- Data shown -
--- START ---

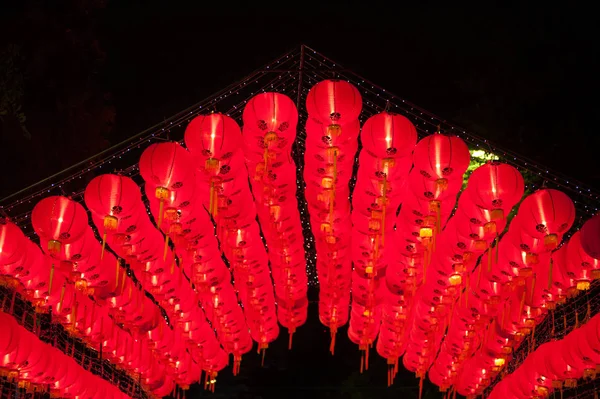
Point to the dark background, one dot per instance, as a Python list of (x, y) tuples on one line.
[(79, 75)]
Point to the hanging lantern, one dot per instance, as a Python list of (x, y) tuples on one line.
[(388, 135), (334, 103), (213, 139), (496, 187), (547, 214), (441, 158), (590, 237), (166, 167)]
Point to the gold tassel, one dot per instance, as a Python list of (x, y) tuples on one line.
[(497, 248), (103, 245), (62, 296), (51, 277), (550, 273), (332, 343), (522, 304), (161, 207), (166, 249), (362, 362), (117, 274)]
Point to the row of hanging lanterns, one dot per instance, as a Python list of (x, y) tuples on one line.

--- END ---
--- START ---

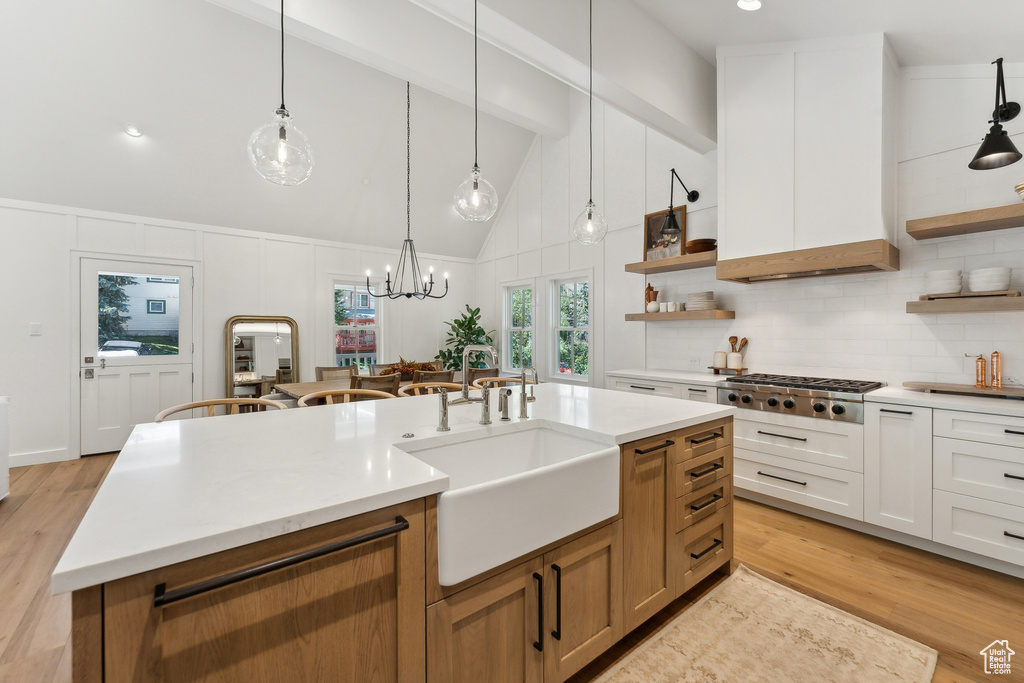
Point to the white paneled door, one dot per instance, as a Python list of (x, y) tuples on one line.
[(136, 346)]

--- END ---

- Task requirements -
What you give back must be the stretch above, starting at the line with "Point to the gold" and ending at the line with "Point to the row", copied exactly.

- Answer for the task -
Point to the gold tassel, one dot per instance, as a Python list of (x, y) tuples on one line.
[(497, 248), (103, 245), (62, 296), (51, 277), (550, 273), (332, 343), (522, 304), (161, 207), (166, 249), (362, 362), (117, 274)]
Point to the row of hanging lanterns, one dot per instance, as a Python list of (x, y) tuples on one line.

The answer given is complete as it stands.